## Work instructions
Nothing but the lines from the one with "Exercise. Spot the archway" through the final line of the entries below should be written out, each exactly as given.

## Exercise materials

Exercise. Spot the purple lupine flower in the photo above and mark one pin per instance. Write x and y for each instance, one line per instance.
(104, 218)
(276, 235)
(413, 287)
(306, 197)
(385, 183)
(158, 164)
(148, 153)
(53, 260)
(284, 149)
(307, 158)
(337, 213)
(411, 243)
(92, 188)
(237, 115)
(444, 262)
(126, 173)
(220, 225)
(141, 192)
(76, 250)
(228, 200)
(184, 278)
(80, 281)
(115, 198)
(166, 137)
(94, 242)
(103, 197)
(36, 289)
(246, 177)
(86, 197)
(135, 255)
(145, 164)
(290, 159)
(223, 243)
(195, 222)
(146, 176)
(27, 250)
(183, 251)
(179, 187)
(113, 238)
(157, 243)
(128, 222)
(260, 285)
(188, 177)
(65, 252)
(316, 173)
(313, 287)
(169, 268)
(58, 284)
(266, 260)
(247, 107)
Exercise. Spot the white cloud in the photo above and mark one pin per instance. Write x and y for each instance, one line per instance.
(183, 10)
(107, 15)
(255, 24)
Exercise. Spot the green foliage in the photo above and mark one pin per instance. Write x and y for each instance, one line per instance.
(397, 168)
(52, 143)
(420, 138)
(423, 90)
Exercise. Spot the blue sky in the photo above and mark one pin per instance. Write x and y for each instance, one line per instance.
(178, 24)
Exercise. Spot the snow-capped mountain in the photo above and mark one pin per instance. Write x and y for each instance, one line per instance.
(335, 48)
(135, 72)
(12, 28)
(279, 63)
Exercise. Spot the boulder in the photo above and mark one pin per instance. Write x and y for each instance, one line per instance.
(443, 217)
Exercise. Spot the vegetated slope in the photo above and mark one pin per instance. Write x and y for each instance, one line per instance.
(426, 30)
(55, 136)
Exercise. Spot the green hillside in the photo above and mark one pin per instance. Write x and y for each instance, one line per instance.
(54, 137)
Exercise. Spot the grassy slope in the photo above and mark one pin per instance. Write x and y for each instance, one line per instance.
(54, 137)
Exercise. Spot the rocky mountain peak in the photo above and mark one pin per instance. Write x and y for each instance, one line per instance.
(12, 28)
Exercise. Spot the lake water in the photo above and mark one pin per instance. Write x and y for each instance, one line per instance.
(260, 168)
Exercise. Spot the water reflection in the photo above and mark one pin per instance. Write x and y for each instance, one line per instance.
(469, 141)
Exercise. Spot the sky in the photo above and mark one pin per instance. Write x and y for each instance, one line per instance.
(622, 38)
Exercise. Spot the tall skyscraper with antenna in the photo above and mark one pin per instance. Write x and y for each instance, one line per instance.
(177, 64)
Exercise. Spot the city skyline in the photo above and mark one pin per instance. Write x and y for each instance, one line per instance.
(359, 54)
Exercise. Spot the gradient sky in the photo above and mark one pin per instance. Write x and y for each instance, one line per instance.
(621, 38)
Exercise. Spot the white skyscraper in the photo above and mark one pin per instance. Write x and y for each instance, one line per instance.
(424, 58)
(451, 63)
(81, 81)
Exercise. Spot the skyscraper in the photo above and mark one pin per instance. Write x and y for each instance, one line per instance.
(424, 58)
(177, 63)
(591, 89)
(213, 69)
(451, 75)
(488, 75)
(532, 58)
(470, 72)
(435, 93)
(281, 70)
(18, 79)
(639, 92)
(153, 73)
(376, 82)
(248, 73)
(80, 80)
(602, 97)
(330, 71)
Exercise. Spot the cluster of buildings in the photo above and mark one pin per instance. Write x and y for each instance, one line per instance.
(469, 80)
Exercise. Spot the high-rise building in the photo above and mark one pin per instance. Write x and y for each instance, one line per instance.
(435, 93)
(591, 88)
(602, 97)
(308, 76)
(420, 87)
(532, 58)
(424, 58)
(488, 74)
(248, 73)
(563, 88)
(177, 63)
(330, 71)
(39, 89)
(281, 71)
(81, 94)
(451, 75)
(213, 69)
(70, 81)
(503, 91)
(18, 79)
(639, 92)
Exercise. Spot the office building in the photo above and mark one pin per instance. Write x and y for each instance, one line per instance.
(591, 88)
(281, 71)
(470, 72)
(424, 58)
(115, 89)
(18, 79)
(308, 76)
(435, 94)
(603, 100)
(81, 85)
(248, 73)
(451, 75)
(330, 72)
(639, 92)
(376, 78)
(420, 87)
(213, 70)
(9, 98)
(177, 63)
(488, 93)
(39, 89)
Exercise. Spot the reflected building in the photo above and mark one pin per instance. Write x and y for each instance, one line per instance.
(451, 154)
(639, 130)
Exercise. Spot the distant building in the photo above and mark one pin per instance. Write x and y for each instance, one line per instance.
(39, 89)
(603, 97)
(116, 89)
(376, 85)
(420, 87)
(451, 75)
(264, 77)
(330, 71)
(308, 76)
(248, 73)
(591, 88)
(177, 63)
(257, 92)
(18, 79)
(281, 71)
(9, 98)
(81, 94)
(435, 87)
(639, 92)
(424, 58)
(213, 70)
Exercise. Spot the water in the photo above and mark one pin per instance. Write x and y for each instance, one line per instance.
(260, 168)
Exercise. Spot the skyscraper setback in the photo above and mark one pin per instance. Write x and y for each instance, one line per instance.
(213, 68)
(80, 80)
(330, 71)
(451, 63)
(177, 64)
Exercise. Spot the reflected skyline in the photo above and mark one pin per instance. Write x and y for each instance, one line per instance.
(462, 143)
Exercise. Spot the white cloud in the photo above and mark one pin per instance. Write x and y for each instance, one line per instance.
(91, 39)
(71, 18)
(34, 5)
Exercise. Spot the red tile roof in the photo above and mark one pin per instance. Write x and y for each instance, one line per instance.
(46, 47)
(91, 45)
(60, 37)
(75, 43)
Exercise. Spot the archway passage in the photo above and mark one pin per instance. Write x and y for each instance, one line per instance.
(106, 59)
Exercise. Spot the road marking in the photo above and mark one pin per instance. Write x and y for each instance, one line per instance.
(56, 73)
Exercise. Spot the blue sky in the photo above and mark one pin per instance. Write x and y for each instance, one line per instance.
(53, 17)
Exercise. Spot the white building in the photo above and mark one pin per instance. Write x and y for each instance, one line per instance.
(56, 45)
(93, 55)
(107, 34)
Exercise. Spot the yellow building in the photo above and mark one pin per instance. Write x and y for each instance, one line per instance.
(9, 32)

## Output of the exercise
Exercise. Spot the archway passage in the photo above and mark one pin per instance. Write x and y for each instance, one line per instance.
(106, 59)
Exercise. Spot the road marking in the photo above and mark one pin per instance. Write x and y for each instance, one line per instance.
(56, 73)
Exercise. Spot the blue sky in the photo above and mark one pin per instance. Write x and y for each instance, one line per instance.
(53, 17)
Exercise. Spot the white building in the photo above and mark one pin per instance. Write x and y for each instance, one line per instance.
(56, 45)
(93, 55)
(107, 34)
Exercise. Spot the yellow building in the photo above and mark one pin per instance. Write x and y for each instance, one line per instance.
(9, 32)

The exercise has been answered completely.